→ TEXTO SELECIONADO:
|---|
O Movimento Antropofágico foi uma
manifestação artística brasileira da década de 1920, fundada e teorizada pelo
poeta paulista Oswald de Andrade.
O Manifesto Antropófago (ou
Manifesto Antropofágico) foi um Manifesto Literário escrito por Oswald de
Andrade, principal agitador cultural do início do Modernismo no Brasil. Foi
lido em 1928 para seus amigos na casa de Mário de Andrade e publicado na
Revista de Antropofagia, que ajudou a fundar com os amigos Raul Bopp e Antônio
de Alcântara Machado.Mais político que o anterior manifesto de Oswald, o da
Poesia Pau-Brasil, esteticamente, basicamente, reafirma os valores daquele,
apregoando o uso de uma "língua literária"
"não-catequizada".
Ideologicamente, se alinha ainda
com aquele, porém busca uma maior explicitação da aproximação de suas ideias
com as de André Breton e, portanto, com as ideias de Marx, Freud e Rousseau.A
Antropofagia, como movimento cultural, foi tematizada por Oswald nesse
manifesto, mas também reapareceu outras vezes em sua obra. Em Marco Zero I
(1943), romance de Oswald escrito sob influência do marxismo e da arte realista
mexicana, surgiu o personagem Jack de São Cristóvão, relembrando a antropofagia
e celebrando-a como uma saída para o problema de identidade brasileiro e mesmo
como antídoto contra o imperialismo.
|---|
→ O QUE SE PEDE:
1. Segundo o texto sobre o Movimento Antropofágico, em que ano o Manifesto Antropófago foi lido na casa de Mário de Andrade?
2. Copie do texto sobre o Movimento Antropofágico o trecho entre "Ideologicamente, se alinha" e "contra o imperialismo.", inclusive.
3. Liste os pensadores que, de acordo com o texto sobre o Movimento Antropofágico, têm ideias das quais o manifesto busca se aproximar de forma mais explícita.

Entradas de anotação de coordenadas:
|---|
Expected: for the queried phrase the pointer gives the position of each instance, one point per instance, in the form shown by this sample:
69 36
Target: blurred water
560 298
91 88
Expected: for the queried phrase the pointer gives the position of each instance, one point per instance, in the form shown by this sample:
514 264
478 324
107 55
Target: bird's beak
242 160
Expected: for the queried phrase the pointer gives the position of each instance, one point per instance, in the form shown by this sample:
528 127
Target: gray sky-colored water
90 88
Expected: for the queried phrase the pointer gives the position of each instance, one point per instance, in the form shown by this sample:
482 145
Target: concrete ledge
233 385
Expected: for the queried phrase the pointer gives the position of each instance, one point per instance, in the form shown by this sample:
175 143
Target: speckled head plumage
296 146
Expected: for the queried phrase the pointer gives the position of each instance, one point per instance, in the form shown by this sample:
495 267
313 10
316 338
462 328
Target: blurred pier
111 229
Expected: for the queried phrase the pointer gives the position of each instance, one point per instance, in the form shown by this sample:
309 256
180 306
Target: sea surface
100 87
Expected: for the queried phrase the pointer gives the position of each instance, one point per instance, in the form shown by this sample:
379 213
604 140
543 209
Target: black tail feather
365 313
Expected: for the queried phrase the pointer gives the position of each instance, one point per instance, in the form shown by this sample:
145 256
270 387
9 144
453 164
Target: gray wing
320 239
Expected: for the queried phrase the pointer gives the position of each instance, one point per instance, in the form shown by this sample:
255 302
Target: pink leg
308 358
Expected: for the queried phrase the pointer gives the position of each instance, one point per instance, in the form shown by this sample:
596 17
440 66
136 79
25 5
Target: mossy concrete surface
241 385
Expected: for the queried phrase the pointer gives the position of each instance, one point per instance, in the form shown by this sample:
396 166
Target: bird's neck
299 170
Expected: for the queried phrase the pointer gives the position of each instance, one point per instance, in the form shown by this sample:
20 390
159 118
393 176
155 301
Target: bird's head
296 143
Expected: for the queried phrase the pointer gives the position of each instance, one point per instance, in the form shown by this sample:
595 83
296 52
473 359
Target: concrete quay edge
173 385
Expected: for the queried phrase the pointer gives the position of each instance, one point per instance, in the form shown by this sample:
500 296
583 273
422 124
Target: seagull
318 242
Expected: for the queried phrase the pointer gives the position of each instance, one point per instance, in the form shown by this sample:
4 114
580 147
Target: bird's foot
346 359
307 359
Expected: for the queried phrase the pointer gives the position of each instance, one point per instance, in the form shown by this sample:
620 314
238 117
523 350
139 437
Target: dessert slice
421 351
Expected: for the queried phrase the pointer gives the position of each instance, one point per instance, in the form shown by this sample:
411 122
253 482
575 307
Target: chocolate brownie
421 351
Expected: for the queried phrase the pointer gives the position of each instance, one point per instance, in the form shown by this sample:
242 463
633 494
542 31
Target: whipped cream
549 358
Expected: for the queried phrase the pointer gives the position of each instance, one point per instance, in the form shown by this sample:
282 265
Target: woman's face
|---|
→ RESULTADOS:
1. Em 1928.

2.
Ideologicamente, se alinha ainda
com aquele, porém busca uma maior explicitação da aproximação de suas ideias
com as de André Breton e, portanto, com as ideias de Marx, Freud e Rousseau.A
Antropofagia, como movimento cultural, foi tematizada por Oswald nesse
manifesto, mas também reapareceu outras vezes em sua obra. Em Marco Zero I
(1943), romance de Oswald escrito sob influência do marxismo e da arte realista
mexicana, surgiu o personagem Jack de São Cristóvão, relembrando a antropofagia
e celebrando-a como uma saída para o problema de identidade brasileiro e mesmo
como antídoto contra o imperialismo.

3. André Breton, Marx, Freud e Rousseau.